The input:
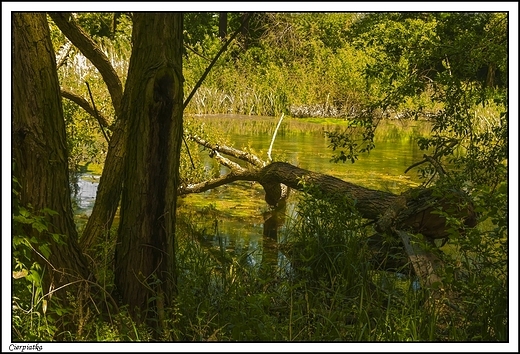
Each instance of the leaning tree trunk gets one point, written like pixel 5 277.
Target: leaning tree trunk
pixel 152 108
pixel 110 184
pixel 39 146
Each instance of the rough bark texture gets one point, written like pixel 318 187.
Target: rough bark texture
pixel 39 144
pixel 152 108
pixel 415 210
pixel 110 184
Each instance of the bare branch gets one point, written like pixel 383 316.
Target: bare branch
pixel 239 154
pixel 83 103
pixel 67 24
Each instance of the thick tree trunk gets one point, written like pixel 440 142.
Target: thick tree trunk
pixel 110 184
pixel 39 145
pixel 152 108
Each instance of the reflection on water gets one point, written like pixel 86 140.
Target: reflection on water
pixel 245 225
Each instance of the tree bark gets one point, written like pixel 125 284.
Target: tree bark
pixel 415 210
pixel 110 184
pixel 67 24
pixel 222 25
pixel 152 107
pixel 39 146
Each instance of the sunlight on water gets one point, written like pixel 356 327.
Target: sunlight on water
pixel 240 207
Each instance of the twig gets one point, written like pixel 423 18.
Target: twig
pixel 222 50
pixel 274 137
pixel 97 114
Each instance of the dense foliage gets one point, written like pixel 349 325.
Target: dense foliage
pixel 448 68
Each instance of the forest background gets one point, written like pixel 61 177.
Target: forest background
pixel 310 98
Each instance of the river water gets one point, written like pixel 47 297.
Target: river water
pixel 233 216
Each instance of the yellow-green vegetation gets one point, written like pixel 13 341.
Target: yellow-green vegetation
pixel 396 88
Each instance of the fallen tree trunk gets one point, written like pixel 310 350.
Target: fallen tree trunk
pixel 415 211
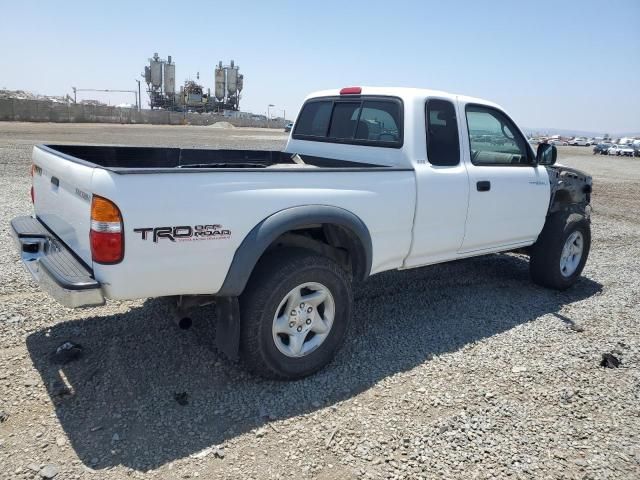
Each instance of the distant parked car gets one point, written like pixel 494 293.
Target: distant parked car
pixel 624 150
pixel 602 148
pixel 580 141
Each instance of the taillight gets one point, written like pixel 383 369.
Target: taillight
pixel 33 193
pixel 107 232
pixel 351 91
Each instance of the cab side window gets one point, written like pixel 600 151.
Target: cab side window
pixel 494 139
pixel 443 143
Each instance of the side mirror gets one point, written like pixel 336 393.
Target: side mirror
pixel 546 154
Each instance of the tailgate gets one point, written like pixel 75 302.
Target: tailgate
pixel 62 191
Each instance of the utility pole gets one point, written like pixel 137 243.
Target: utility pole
pixel 139 97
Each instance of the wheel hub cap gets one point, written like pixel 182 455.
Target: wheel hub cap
pixel 303 319
pixel 571 254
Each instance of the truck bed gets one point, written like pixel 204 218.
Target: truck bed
pixel 124 159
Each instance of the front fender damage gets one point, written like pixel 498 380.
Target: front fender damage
pixel 570 190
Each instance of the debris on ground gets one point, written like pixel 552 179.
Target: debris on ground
pixel 67 352
pixel 610 361
pixel 182 398
pixel 49 471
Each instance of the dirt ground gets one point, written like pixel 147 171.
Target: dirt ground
pixel 461 370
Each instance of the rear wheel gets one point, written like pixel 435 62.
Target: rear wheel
pixel 558 257
pixel 295 312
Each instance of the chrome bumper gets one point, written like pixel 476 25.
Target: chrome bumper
pixel 52 265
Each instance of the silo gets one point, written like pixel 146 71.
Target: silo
pixel 156 73
pixel 170 78
pixel 232 80
pixel 219 82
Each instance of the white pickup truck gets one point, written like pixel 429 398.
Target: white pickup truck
pixel 371 179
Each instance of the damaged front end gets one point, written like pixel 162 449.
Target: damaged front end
pixel 570 190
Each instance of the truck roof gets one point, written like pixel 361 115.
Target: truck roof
pixel 407 94
pixel 413 147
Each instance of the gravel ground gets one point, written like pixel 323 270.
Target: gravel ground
pixel 462 370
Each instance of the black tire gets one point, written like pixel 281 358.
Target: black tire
pixel 274 277
pixel 544 262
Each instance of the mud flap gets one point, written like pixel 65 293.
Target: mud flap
pixel 228 326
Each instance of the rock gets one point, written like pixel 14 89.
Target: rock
pixel 219 452
pixel 67 352
pixel 49 471
pixel 202 453
pixel 610 361
pixel 182 398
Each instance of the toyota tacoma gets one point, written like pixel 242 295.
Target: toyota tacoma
pixel 371 179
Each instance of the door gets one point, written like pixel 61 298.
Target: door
pixel 442 188
pixel 508 191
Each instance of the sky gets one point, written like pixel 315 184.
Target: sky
pixel 550 64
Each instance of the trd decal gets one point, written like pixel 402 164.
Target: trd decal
pixel 184 233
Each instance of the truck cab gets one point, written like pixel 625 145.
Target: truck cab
pixel 479 188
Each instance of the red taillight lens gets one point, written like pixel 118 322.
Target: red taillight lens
pixel 107 232
pixel 106 247
pixel 351 91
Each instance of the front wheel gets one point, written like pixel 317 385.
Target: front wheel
pixel 558 257
pixel 295 312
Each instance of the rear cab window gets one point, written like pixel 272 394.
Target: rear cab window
pixel 363 120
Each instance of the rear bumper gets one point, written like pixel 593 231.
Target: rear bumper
pixel 52 265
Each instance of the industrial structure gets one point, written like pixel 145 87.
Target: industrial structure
pixel 160 77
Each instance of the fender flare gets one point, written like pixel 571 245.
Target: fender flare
pixel 268 230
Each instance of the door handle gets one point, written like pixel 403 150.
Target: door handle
pixel 483 186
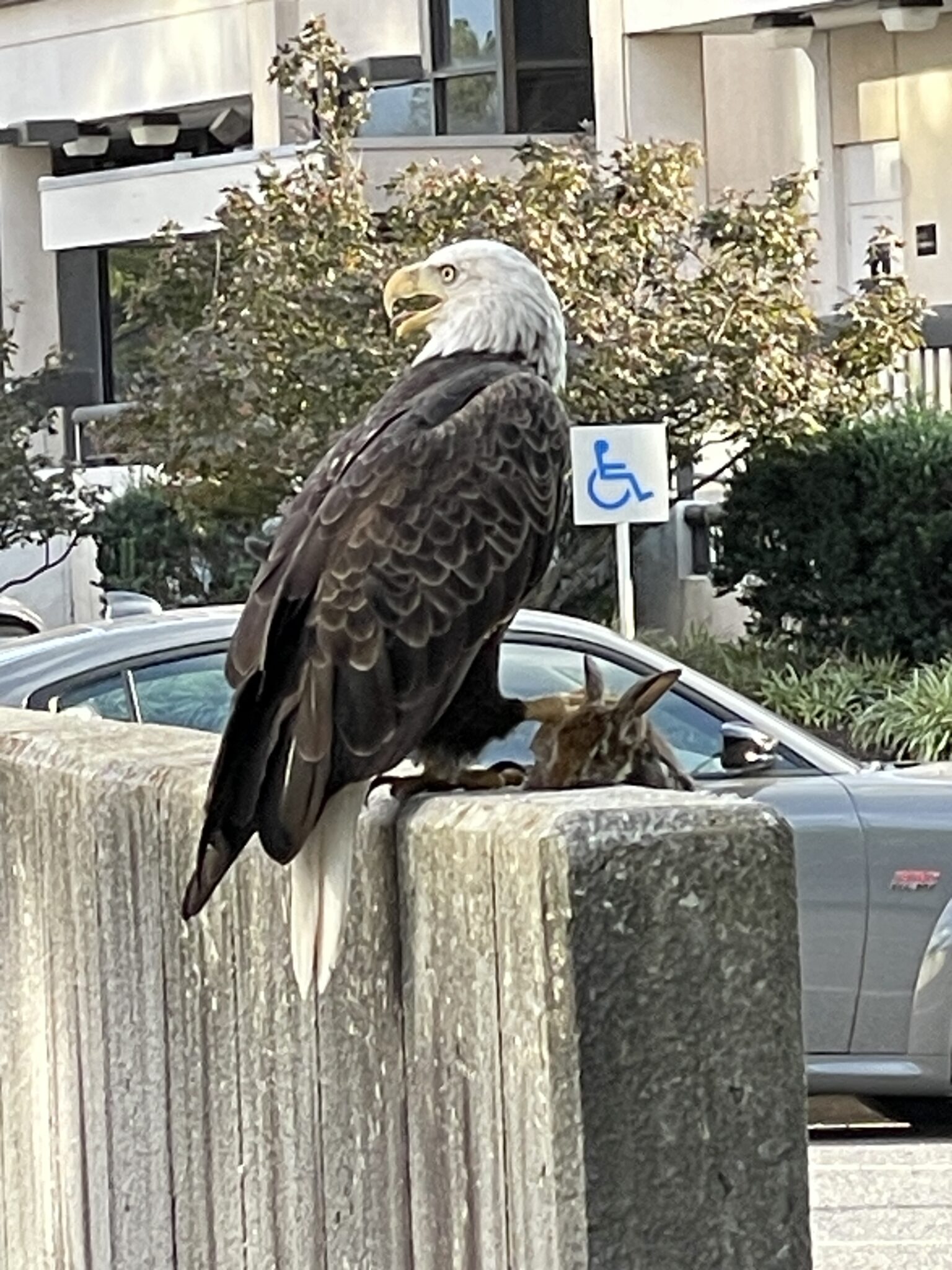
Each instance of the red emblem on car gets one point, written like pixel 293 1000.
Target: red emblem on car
pixel 915 879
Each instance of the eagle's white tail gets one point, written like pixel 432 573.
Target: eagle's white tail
pixel 320 881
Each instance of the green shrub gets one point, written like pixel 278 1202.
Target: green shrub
pixel 844 540
pixel 915 719
pixel 829 698
pixel 146 544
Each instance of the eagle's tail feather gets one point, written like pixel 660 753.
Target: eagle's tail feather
pixel 320 882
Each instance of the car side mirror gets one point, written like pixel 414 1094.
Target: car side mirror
pixel 747 750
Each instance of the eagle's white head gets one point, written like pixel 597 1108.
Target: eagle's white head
pixel 485 298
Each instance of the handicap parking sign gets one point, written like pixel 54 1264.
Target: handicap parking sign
pixel 620 474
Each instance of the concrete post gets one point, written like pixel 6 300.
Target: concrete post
pixel 564 1034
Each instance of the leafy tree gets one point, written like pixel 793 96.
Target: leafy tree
pixel 37 505
pixel 696 315
pixel 145 544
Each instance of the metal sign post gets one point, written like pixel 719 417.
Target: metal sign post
pixel 620 477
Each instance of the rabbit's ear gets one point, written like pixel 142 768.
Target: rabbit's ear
pixel 643 695
pixel 594 683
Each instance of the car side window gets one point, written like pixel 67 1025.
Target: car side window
pixel 536 670
pixel 188 693
pixel 104 698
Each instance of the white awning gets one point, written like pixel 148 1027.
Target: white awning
pixel 131 205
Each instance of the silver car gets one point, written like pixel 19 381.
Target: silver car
pixel 874 842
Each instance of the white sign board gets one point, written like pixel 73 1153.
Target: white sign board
pixel 620 474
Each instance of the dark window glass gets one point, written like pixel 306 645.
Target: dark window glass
pixel 471 104
pixel 99 699
pixel 553 98
pixel 542 56
pixel 551 31
pixel 191 693
pixel 467 35
pixel 400 111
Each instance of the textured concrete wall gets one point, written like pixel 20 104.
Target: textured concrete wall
pixel 564 1034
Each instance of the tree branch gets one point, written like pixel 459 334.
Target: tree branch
pixel 47 564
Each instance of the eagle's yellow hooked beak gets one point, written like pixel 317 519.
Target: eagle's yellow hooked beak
pixel 412 282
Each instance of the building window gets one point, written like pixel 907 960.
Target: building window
pixel 511 66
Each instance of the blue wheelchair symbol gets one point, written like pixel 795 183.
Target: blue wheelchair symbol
pixel 617 474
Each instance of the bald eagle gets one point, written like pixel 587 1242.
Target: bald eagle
pixel 372 629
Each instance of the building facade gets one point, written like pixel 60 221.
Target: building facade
pixel 120 116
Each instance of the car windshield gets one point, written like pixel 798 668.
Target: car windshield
pixel 536 671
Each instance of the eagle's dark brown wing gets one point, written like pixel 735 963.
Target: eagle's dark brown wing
pixel 420 533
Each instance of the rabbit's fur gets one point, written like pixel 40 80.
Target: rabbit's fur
pixel 609 744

What you have to do: What are the lines above, starting at the one with "Target: wheel hub cap" and ending at the one with "Each instance of the rear wheel"? Give them again exactly, and only them.

Task output:
Target: wheel hub cap
pixel 303 319
pixel 571 254
Each instance of the truck bed gets one point, written like pixel 204 218.
Target: truck bed
pixel 124 159
Each instance of the front fender damage gets one point, written like pixel 498 380.
Target: front fender damage
pixel 570 190
Each instance of the debris on ground gets one point, written like pixel 552 179.
Target: debris on ground
pixel 67 352
pixel 610 361
pixel 182 398
pixel 49 471
Each instance of the dirt ground gets one point, written like pixel 147 171.
Target: dirt ground
pixel 461 370
Each instance of the rear wheel gets one point, written like pixel 435 62.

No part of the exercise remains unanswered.